**Instruction:** Recast every line of the records below as a Markdown table with the columns "Row" and "Line text," numbering the rows in order and omitting blank lines.

Excerpt from a dataset:
********

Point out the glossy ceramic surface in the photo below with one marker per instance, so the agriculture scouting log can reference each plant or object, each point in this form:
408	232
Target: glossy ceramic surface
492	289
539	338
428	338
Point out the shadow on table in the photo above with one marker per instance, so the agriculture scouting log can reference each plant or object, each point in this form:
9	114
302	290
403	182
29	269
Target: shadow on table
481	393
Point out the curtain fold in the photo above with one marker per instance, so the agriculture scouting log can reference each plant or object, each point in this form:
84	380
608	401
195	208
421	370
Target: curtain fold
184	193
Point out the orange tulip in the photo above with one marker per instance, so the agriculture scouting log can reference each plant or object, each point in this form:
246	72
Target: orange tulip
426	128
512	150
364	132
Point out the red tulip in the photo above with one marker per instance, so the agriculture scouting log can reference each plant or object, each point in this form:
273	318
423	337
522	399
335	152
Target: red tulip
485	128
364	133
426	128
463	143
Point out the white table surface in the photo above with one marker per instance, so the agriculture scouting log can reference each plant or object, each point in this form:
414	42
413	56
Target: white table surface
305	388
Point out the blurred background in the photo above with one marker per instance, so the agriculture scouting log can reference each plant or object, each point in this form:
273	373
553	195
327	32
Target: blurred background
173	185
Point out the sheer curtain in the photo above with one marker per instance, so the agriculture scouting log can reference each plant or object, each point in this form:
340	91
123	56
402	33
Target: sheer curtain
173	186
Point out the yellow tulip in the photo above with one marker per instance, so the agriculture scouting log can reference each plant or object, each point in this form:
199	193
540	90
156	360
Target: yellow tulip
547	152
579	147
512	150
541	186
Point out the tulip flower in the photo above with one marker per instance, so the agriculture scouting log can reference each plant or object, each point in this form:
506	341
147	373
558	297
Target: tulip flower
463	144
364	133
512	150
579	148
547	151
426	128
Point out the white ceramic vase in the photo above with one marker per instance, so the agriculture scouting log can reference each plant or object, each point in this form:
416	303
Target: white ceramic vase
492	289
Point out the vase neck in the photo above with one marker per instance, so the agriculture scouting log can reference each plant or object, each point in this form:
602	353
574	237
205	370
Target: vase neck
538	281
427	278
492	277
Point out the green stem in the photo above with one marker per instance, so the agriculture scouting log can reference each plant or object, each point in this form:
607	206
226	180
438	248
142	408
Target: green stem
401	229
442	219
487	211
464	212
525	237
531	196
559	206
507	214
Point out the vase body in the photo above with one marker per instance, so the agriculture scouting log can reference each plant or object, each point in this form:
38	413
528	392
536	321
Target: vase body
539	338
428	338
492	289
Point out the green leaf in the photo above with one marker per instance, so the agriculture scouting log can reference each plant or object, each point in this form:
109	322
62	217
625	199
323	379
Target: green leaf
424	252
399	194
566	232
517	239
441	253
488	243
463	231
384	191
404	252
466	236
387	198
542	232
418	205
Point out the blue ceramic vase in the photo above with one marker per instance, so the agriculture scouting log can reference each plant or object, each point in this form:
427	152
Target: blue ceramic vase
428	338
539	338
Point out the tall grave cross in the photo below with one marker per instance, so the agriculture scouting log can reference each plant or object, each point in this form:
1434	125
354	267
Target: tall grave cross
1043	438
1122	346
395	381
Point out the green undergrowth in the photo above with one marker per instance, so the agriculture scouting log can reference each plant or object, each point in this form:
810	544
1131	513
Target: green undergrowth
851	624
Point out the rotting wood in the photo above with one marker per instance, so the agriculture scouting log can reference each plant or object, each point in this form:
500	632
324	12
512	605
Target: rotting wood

********

**Exercise answer:**
| Row | Line text |
|---|---|
| 1 | Point out the glossy ceramic surface in the photo below with one marker per instance, so the agriculture scouting log can reference each plant or object, each point in this form: |
| 2 | 408	232 |
| 3 | Target: glossy ceramic surface |
| 4 | 492	289 |
| 5 | 539	338 |
| 6 | 428	338 |
| 7 | Point out the shadow on table in the photo above with one marker per instance, so the agriculture scouting log can reference each plant or object, each point in this form: |
| 8 | 9	114 |
| 9 | 302	290 |
| 10 | 403	182 |
| 11 | 29	269 |
| 12 | Target: shadow on table |
| 13 | 481	393 |
| 14 | Point out the curtain fold in the photo above with one marker per instance, so the agriculture scouting log can reference each plant or object, each point in this form: |
| 15 | 84	380 |
| 16 | 608	401 |
| 17 | 195	208 |
| 18 | 421	370 |
| 19 | Target: curtain fold |
| 20 | 184	193 |
| 21 | Point out the orange tulip in the photo above with one marker per instance, so the agriculture scouting log can reference each plant or object, each point in this form: |
| 22 | 246	72 |
| 23 | Target: orange tulip |
| 24 | 426	128 |
| 25 | 512	150 |
| 26 | 364	132 |
| 27 | Point out the red tulip in the photo above with one marker per instance, so the agriculture scouting log can reference each plant or object, each point in this form: |
| 28 | 273	318 |
| 29 | 423	337 |
| 30 | 522	399 |
| 31 | 335	152 |
| 32 | Target: red tulip |
| 33 | 485	128 |
| 34 | 364	133 |
| 35 | 426	128 |
| 36 | 463	143 |
| 37 | Point out the white table surface in the photo above with one marker per instance, so the agriculture scouting log can reference each plant or object, each point in this form: |
| 38 | 414	42 |
| 39 | 413	56 |
| 40 | Target: white table surface |
| 41 | 305	388 |
| 42 | Point out the blurred background in the photo above with one marker per instance, so the agriculture scouting log can reference each plant or object, each point in this form: |
| 43 | 273	373 |
| 44 | 553	195 |
| 45 | 327	32 |
| 46 | Target: blurred background |
| 47 | 173	185 |
| 48 | Point out the sheer curtain in the photo above with one marker per instance, so the agriculture scouting log can reference each plant or object, each point in this form: |
| 49 | 340	91 |
| 50 | 123	56 |
| 51 | 402	33 |
| 52 | Target: sheer curtain |
| 53 | 173	186 |
| 54 | Point out the yellow tulip in the photo above with one marker per instance, so the agriculture scouting log can reference each plant or object, each point in this form: |
| 55 | 199	193 |
| 56 | 540	90 |
| 57 | 156	360 |
| 58 | Target: yellow tulip |
| 59 | 547	152 |
| 60 | 579	147 |
| 61 | 512	150 |
| 62 | 541	186 |
| 63 | Point out the tulip flower in the photo above with one marker per instance, so the agriculture scouting log can reference each plant or object, each point in this form: |
| 64 | 506	341 |
| 65 | 147	373 |
| 66 | 558	297 |
| 67 | Target: tulip flower |
| 68 | 463	144 |
| 69 | 364	133 |
| 70 | 512	150 |
| 71 | 579	148 |
| 72 | 547	151 |
| 73 | 426	128 |
| 74 | Point out the white ceramic vase in the photo above with one marker per instance, so the agriculture scouting log can reference each plant or object, each point in this form: |
| 75 | 416	303 |
| 76 | Target: white ceramic vase |
| 77 | 492	289 |
| 78 | Point out the vase neck in the photo above with one marker per instance, so the agriculture scouting log can reference each plant or object, each point in this form: |
| 79 | 602	353 |
| 80 | 574	237 |
| 81 | 205	370 |
| 82 | Target: vase neck |
| 83 | 538	281 |
| 84 | 427	278 |
| 85 | 492	277 |
| 86 | Point out the green stem in the photo above with one marker per instance, so the agriculture scouting log can reference each plant or object, each point in this form: |
| 87 | 607	206 |
| 88 | 226	180 |
| 89 | 438	248 |
| 90 | 142	408 |
| 91 | Target: green stem |
| 92 | 401	229 |
| 93 | 442	219 |
| 94 | 487	211 |
| 95 | 464	212 |
| 96 | 525	237 |
| 97 | 531	196 |
| 98 | 559	206 |
| 99 | 507	214 |
| 100 | Point out the vase body in the photo above with one marker per instance, so the agriculture scouting log can reference each plant or object, each point in this form: |
| 101 | 38	413 |
| 102 | 528	392 |
| 103 | 536	321 |
| 104 | Target: vase body |
| 105 | 539	338 |
| 106 | 428	338 |
| 107 | 492	289 |
| 108 | Point out the green leaf in the photo above with one marker per instance, so the agriculture scouting log can reference each plant or object, each point in this form: |
| 109 | 109	322 |
| 110 | 62	217 |
| 111 | 625	199 |
| 112 | 323	379 |
| 113 | Target: green leaf |
| 114 | 424	252 |
| 115 | 399	194 |
| 116 | 566	232 |
| 117 | 517	239 |
| 118 | 441	253 |
| 119 | 488	243 |
| 120 | 463	231 |
| 121 | 384	191 |
| 122 | 404	252 |
| 123 | 466	236 |
| 124 | 387	198 |
| 125 | 542	232 |
| 126 | 418	205 |
| 127 | Point out the blue ceramic vase in the photo above with one marker per instance, so the agriculture scouting log can reference each plant or object, each point in this form: |
| 128 | 427	152 |
| 129 | Target: blue ceramic vase |
| 130 | 428	338 |
| 131 | 539	338 |
| 132 | Point out the tall grave cross in the photo below with one marker per instance, so the agriculture scouting log can reference each plant or object, each point in this form: |
| 133 | 1434	125 |
| 134 | 354	267 |
| 135 | Target: tall grave cross |
| 136 | 1043	438 |
| 137 | 1122	346 |
| 138 | 395	381 |
| 139 | Point out the green undergrowth in the photo above with one marker per instance, so the agriculture scouting log can reference each plant or object, each point in this form: |
| 140 | 810	544 |
| 141 | 1131	513 |
| 142 | Target: green undergrowth |
| 143 | 851	624 |
| 144 | Point out the rotting wood in the photo above with one marker per instance, so the agriculture scouting log can reference each plant or object, each point in this form: |
| 145 | 500	632 |
| 146 | 324	12 |
| 147 | 512	605 |
| 148 | Target: rotting wood |